* _Your instructions_: In the post about Lagrange multipliers, copy the stretch from "I really don't" through "Many thanks." word for word.

* _Document text_:
-------
Can anyone help me understand Lagrange Multipliers?

1.6k Views Asked by At

I'm currently trying to understand the method of Lagrange Multipliers. The explanation I'm currently looking at says something along the lines of

"Suppose we wish to minimise the function $f(x,y)$ subject to the constraint $g(x,y)=0$, and that this minimum is the point $(x_{0}, y_{0})$. Then $\nabla f(x_{0}, y_{0})$ is the normal to the function $f$ at this point. Furthermore, the normal vectors of $f$ and $g$ are are parallel. Thus, $\nabla f(x_{0}, y_{0})=\lambda \nabla g(x_{0}, y_{0})$."

(Source: http://www.slimy.com/~steuard/teaching/tutorials/Lagrange.html)

I really don't understand why the normal vectors of $f$ and $g$ are are parallel, or how this gives rise to the equation $\nabla f(x_{0}, y_{0})=\lambda \nabla g(x_{0}, y_{0})$.

Could someone please explain this to me?

Many thanks.
-------
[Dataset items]
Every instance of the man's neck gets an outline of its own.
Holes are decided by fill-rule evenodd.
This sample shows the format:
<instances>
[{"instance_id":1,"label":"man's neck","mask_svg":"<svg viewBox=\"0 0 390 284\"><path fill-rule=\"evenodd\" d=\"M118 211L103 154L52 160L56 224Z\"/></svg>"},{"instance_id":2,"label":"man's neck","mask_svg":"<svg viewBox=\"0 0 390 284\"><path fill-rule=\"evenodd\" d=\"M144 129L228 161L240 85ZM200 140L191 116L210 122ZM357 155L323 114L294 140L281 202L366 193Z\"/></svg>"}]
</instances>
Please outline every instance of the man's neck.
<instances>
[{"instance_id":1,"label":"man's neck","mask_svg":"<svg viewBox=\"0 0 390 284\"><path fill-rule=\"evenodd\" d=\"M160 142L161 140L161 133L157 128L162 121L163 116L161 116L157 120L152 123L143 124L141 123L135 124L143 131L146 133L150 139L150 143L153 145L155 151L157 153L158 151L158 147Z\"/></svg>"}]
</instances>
-------
* _Exercise output_:
I really don't understand why the normal vectors of $f$ and $g$ are are parallel, or how this gives rise to the equation $\nabla f(x_{0}, y_{0})=\lambda \nabla g(x_{0}, y_{0})$.

Could someone please explain this to me?

Many thanks.